**Extract to read:**
= = = =
# Best polisher for a hobbyist MT320 vs Flex PE14-2 vs Rupes MK2 LH15/21 bigfoot?



## ammo-mcr (Jan 23, 2014)

Hello there, i am looking to start polishing cars for a hobby but dont know which polisher to go for... 
am new but i learn quickly so last thing i want to do is buy a basic or the most safest to use machine and realise i can now upgrade to a pro machine within a few months 

The meguiars mt320 is the cheapest out of the 3 £235 
second cheapest flex pe14-2 £310
third rupes mk2 lh15 £335

i can see the flex is rotary and the megs and rupes are dual action (da) polishers

Am i right to think i need to be a pro to use a rotary as it doesnt have a orbital throw and the da do and are less forgiving when making a mistake?

Also does anyone know if i can buy a smaller backing plate for each machine or im i stuck with the 5-6" plate that comes standard with these machines?

many thanks in advance for your time


----------



## suds (Apr 27, 2012)

Flex seem to have a solid following without any complaints - they do a forced rotation DA which will give you a good compromise


----------



## ammo-mcr (Jan 23, 2014)

suds said:


> Flex seem to have a solid following without any complaints - they do a forced rotation DA which will give you a good compromise


which model flex has the forced da? also can you buy smaller backing plates for smaller pads or would i need to buy another machine for that?


----------



## suds (Apr 27, 2012)

ammo-mcr said:


> which model flex has the forced da? also can you buy smaller backing plates for smaller pads or would i need to buy another machine for that?


3401 (not sure if there is a newer model due out?) - apparently lake country backing pad will take 100ml pads, have a look at the polishedbliss site for description :thumb: also see thread by euge07 lower down in list


----------



## Andy from Sandy (May 6, 2011)

The only difference usually between a pro and a hobbyist, is the pro charges for their work.

You only need the correct technique to use any polishing machine.

If used incorrectly you can royally mess up your car using a DA so do not think one machine is aimed at an amateur over another.


----------



## suds (Apr 27, 2012)

Andy from Sandy said:


> The only difference usually between a pro and a hobbyist, is the pro charges for their work.
> 
> You only need the correct technique to use any polishing machine.
= = = =
**Written instruction:** Please answer from the polisher thread above: which Flex model does suds give as having forced rotation DA?

**Information provided:**
= = = =
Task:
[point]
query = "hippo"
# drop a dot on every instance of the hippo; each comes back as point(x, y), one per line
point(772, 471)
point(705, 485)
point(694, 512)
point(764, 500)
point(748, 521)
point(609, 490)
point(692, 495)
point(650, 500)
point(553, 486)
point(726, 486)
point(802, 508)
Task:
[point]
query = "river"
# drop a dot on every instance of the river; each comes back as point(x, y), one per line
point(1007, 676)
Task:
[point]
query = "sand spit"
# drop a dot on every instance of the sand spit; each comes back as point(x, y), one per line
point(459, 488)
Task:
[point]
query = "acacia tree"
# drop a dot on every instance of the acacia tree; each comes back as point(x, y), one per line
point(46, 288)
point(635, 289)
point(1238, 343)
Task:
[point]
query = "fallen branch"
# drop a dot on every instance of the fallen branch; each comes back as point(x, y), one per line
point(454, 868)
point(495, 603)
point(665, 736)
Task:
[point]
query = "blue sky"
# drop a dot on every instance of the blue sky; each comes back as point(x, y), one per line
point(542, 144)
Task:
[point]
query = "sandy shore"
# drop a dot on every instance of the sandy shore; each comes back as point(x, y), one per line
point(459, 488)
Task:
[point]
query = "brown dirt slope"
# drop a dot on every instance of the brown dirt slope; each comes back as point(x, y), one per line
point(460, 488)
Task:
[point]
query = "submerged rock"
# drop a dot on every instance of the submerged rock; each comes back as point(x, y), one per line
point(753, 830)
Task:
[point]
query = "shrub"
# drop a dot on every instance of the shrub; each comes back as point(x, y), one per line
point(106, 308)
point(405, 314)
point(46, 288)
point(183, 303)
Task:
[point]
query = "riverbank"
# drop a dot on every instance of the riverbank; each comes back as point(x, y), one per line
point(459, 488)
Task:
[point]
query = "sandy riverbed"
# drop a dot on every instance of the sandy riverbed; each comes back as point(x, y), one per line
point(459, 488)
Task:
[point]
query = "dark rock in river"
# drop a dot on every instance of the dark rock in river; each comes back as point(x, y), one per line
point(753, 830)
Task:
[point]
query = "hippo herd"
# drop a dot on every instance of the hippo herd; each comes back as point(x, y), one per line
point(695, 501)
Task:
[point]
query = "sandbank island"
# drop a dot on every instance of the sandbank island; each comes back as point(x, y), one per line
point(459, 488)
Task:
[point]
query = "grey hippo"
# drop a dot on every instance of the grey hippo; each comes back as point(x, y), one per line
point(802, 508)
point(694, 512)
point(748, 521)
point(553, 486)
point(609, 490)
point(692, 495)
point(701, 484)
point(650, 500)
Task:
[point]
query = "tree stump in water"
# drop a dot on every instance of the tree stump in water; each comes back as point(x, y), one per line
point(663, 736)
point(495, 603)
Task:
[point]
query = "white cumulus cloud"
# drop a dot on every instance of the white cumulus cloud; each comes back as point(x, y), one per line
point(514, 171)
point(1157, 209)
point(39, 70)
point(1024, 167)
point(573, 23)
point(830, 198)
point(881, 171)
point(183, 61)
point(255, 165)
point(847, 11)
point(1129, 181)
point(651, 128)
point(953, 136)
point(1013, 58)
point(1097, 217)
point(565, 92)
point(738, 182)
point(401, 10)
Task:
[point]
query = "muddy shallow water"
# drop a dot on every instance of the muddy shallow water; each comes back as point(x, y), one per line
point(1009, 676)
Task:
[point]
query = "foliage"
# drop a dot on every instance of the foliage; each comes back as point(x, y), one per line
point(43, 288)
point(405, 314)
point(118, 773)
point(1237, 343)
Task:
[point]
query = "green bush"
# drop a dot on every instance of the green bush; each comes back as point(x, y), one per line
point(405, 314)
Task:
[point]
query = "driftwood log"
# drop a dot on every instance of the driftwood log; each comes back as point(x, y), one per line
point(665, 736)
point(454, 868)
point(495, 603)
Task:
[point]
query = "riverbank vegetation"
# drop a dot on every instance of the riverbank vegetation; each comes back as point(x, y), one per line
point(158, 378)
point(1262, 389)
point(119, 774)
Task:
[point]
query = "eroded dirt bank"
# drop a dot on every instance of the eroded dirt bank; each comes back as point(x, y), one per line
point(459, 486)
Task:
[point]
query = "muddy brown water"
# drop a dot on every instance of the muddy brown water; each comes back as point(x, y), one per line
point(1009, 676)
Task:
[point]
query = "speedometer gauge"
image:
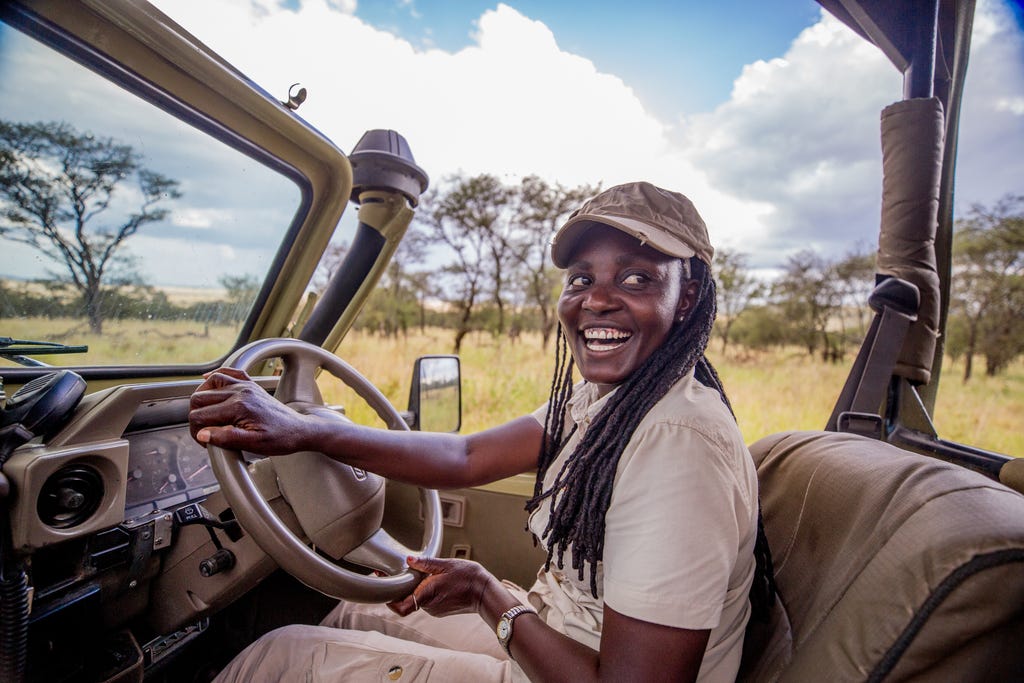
= = = =
**Result of this task:** The 3401.